------ Page extract ------

Thursday, September 30, 2010

qotd: Provider rate cuts and new benefit restrictions in Medicaid

Kaiser Family Foundation
September 2010
Hoping for Economic Recovery, Preparing for Health Reform: A Look at Medicaid Spending, Coverage and Policy Trends
by Vernon K. Smith, Ph.D., Kathleen Gifford and Eileen Ellis

In FY 2010, 48 states implemented at least one new policy to control cost and 46 states plan to do so in FY 2011 with some states reporting program reductions in multiple areas. While many states mentioned that ARRA (American Recovery and Reinvestment Act of 2009) helped to avoid or mitigate provider rate cuts, states still took action in this area. In FY 2010, 39 states implemented a provider rate cut or freeze compared to 33 states in FY 2009. In FY 2011, 37 states have planned provider rate restrictions. More than any other area, provider rates are linked to economic conditions. Under budget pressure, states turn to rate cuts to have an immediate budget impact and when conditions improve states are able to restore or enhance rates. States must balance the need to control costs with ensuring that provider rates are sufficient to maintain participation and access to services for enrollees.

In FY 2010, 20 states implemented benefit restrictions, the largest number in one year since the surveys began in 2001 and double the number from FY 2009. In addition to this record level of benefit restrictions in FY 2010, 14 states have planned benefit restrictions in FY 2011. These benefit restrictions include the elimination of covered benefits as well as the application of utilization controls or limits for existing benefits.

------

- Check your understanding
1/ Name every author credited in the Medicaid excerpt.
2/ Extend the Medicaid excerpt on provider rate cuts and benefit restrictions by writing a further paragraph that follows its last sentence.
The rows that come next have no connection to the Medicaid excerpt above.

------ Supplied entries ------

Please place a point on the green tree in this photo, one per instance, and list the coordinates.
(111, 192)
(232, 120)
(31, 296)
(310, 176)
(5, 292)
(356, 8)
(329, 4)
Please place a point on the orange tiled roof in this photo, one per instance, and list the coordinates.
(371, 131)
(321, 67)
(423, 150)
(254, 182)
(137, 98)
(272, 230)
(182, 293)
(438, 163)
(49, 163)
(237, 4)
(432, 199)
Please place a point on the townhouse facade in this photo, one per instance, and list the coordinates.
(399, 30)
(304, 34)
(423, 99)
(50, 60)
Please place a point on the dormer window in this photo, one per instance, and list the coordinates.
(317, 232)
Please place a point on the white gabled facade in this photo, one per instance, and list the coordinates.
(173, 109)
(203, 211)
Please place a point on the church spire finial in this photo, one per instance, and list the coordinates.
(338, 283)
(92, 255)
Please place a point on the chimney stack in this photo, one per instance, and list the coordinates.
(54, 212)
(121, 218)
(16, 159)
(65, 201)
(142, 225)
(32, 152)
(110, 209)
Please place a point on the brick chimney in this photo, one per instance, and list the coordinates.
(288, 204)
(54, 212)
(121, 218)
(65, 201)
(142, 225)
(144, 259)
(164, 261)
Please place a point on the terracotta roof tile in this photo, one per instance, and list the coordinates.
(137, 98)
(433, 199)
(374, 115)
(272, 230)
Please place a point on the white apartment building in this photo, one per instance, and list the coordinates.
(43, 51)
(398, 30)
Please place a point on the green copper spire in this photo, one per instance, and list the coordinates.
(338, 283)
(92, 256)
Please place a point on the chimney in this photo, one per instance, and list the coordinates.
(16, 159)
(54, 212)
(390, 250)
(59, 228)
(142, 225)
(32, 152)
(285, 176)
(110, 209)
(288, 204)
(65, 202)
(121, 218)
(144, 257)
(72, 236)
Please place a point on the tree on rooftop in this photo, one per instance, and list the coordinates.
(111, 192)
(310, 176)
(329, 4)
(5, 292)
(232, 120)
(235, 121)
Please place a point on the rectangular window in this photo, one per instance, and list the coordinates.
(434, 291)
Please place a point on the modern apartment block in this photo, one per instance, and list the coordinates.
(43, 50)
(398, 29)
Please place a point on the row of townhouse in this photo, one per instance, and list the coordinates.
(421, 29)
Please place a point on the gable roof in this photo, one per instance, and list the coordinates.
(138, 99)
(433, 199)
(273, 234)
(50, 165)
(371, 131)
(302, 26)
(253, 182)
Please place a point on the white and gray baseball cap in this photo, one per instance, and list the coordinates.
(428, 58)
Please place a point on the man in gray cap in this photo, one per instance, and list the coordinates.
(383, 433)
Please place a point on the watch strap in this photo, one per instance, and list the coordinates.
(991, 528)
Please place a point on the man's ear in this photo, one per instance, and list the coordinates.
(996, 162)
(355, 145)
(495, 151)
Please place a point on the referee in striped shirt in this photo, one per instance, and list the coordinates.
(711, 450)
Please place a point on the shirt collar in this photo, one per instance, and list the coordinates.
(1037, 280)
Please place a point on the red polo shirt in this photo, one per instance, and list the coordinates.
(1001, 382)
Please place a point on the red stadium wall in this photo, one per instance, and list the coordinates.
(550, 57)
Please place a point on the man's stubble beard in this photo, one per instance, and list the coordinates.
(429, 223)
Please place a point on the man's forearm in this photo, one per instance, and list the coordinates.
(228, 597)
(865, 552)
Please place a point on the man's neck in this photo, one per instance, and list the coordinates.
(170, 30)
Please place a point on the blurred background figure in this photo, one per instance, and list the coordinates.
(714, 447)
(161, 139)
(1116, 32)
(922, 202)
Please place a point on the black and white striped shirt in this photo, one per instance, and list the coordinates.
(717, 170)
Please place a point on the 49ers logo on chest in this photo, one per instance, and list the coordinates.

------

- Responses by item number
1/ Vernon K. Smith, Ph.D.; Kathleen Gifford; Eileen Ellis

2/
Under health reform, Medicaid will be expanded to cover nearly all individuals with incomes below 133 percent of poverty resulting in a large adult expansion in most states, particularly adults without dependent children who had historically been barred from coverage under the program. This expansion provides the foundation for new coverage under health reform. Not surprisingly, Medicaid officials are playing a lead role in preparing for health reform implementation, in many cases alongside insurance commissioners. Some of the key challenges that states will face in implementing reform include implementing the Medicaid expansion, transitioning to a new income eligibility methodology for Medicaid, setting up Health Insurance Exchanges and re-designing eligibility systems to coordinate with the Exchanges. These challenges are magnified by recent administrative cuts and state workforce reductions limiting states' capacity to focus on new responsibilities. Many states said that they need
timely regulations and guidance as well as financial support to help them move forward and meet tight implementation timelines.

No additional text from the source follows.